Write out the records below again, replacing "one point per instance" with "one point per object" wherever it occurs and changing nothing else. Leave the pictures out of your answer.

[Start of Information given]

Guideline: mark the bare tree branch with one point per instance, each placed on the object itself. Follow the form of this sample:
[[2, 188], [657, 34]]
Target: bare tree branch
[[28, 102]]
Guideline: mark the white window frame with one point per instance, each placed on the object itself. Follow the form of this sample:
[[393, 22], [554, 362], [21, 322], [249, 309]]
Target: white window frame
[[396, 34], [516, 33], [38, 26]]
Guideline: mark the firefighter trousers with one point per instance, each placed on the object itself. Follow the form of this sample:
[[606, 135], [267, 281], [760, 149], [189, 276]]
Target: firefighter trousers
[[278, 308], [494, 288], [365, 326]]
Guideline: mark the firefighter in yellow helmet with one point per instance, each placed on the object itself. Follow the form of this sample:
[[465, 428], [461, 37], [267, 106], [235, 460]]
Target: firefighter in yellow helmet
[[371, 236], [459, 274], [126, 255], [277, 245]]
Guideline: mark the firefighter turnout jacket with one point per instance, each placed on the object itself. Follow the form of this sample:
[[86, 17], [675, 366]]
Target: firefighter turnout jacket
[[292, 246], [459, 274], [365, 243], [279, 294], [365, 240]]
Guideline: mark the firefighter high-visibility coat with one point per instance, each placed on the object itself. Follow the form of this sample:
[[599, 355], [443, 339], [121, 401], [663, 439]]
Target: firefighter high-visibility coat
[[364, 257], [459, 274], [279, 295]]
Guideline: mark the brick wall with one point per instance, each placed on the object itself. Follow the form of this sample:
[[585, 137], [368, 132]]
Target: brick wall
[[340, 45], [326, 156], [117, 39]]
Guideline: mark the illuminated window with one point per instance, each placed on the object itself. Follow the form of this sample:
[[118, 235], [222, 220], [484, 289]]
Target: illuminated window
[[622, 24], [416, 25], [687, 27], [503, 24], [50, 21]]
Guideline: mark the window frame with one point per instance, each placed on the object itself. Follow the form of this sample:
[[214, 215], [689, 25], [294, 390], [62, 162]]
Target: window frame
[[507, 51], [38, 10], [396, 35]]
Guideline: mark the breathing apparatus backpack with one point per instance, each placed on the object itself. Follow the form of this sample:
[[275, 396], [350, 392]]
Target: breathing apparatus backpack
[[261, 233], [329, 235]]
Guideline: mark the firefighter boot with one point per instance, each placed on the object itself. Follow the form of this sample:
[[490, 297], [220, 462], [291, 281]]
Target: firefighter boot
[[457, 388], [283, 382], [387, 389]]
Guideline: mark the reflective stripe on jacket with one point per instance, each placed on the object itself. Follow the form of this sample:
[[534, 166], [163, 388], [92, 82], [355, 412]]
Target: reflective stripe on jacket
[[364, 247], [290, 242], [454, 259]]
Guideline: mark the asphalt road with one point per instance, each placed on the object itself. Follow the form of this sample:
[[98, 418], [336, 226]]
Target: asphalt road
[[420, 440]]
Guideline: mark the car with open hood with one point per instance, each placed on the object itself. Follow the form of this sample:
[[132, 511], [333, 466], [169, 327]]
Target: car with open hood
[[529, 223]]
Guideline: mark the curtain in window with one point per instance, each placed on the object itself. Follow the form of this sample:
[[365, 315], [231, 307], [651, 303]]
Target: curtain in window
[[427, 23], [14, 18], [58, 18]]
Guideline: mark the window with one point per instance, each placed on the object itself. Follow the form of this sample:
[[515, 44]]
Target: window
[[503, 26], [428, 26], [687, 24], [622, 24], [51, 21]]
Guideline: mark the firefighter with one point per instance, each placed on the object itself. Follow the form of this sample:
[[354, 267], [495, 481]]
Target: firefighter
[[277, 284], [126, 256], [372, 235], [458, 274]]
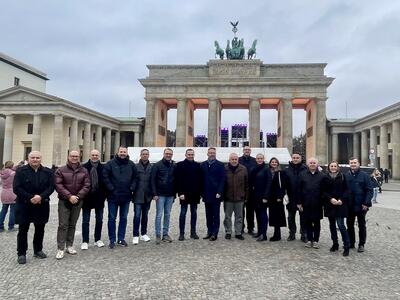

[End of Information given]

▶ [Worked answer]
Guideline: mark the bare tree branch with one point per object, each placed on the object itself. Follow the form of this sample:
[[2, 188], [657, 34]]
Target: bare tree branch
[[28, 102]]
Guideline: mark the white window frame with one point per object, each placed on the object itself. Follow the form of this sample:
[[393, 22], [554, 362], [21, 322], [249, 309]]
Target: white window frame
[[396, 34], [516, 33], [38, 26]]
Guideline: mark the firefighter trousers with one point per object, each placed on the object itself. Follow the form of this sample:
[[606, 135], [267, 281], [760, 149], [189, 276]]
Target: firefighter trousers
[[278, 308], [494, 288], [365, 326]]
Guideline: mark the firefighter in yellow helmet with one point per object, each placed on the object itself. Follow the form of this sample:
[[465, 428], [461, 37], [267, 106], [235, 460]]
Target: firefighter in yellow helmet
[[371, 236], [459, 274], [126, 255], [277, 245]]
Guideline: mark the firefighter turnout jacket with one point per object, each placed on the object itself. Follow the form of this sample:
[[86, 17], [675, 366]]
Target: firefighter turnout jacket
[[292, 246], [459, 274], [365, 243], [279, 294], [365, 240]]
Guideline: mark the firefighter high-visibility coat with one point per object, each placed on the object itself. Follow the form of this sample:
[[599, 355], [443, 339], [121, 401], [663, 439]]
Target: firefighter high-visibility coat
[[364, 257], [459, 274], [279, 295]]
Guideline: mark the brick wall with one point per object, each placed on the object itself. Follow the form of this sample:
[[585, 137], [368, 132]]
Target: brick wall
[[340, 45], [326, 156], [117, 39]]
Guideline: mark the illuminated window with one point per object, each placed on the object itself. Follow the form of this sample:
[[118, 235], [222, 220], [484, 289]]
Target: illuminated window
[[622, 24], [416, 25], [687, 27], [503, 24], [50, 21]]
Guideline: mark the window frame with one point per object, each placed on the object itself. Follow the form of this sample:
[[214, 215], [689, 25], [294, 390], [62, 162]]
Target: window frame
[[507, 51], [38, 10], [396, 35]]
Guideline: mark the breathing apparatus backpack with one point per object, each placed on the object itself. Follow the form of this sample:
[[275, 396], [350, 392]]
Target: breathing apparatus backpack
[[261, 233], [329, 235]]
Guideline: mark the firefighter boot with one point per object, each placed on the object itself. Follow the form of this sample:
[[490, 297], [220, 462], [291, 281]]
Target: firefighter boot
[[457, 388], [283, 382], [387, 389]]
Guideline: mark the reflective stripe on jacket with one point per object, each placed on the object itself. Follow the form of this sample:
[[534, 166], [163, 388], [92, 82], [355, 412]]
Target: reflective stripe on jacket
[[364, 247], [290, 242], [454, 259]]
Guideline: mark the asphalt road with one point per object, each placed on the object itself. Follow the form of this sample:
[[98, 418], [336, 226]]
Target: asphalt road
[[420, 440]]
Guideline: mark the car with open hood with one point per object, each placed on the object itself. Follow the form of this sample:
[[132, 511], [333, 466], [169, 327]]
Target: car with open hood
[[529, 223]]
Guideline: mark the curtain in window with one point per object, each placed on the object itself. Follow the form of this sample:
[[365, 315], [231, 307], [651, 303]]
Target: curtain in window
[[427, 23], [14, 18], [58, 18]]
Guideline: mark the window with one point per object, each placed on the object itself. Follow the form of this sample:
[[515, 44]]
Target: window
[[503, 26], [428, 26], [687, 24], [622, 24], [51, 21]]
Guideline: mark the firefighter with one point per object, each placed on the object itself. Follow the form of this sample:
[[354, 267], [495, 481]]
Target: firefighter
[[277, 284], [126, 256], [372, 235], [458, 274]]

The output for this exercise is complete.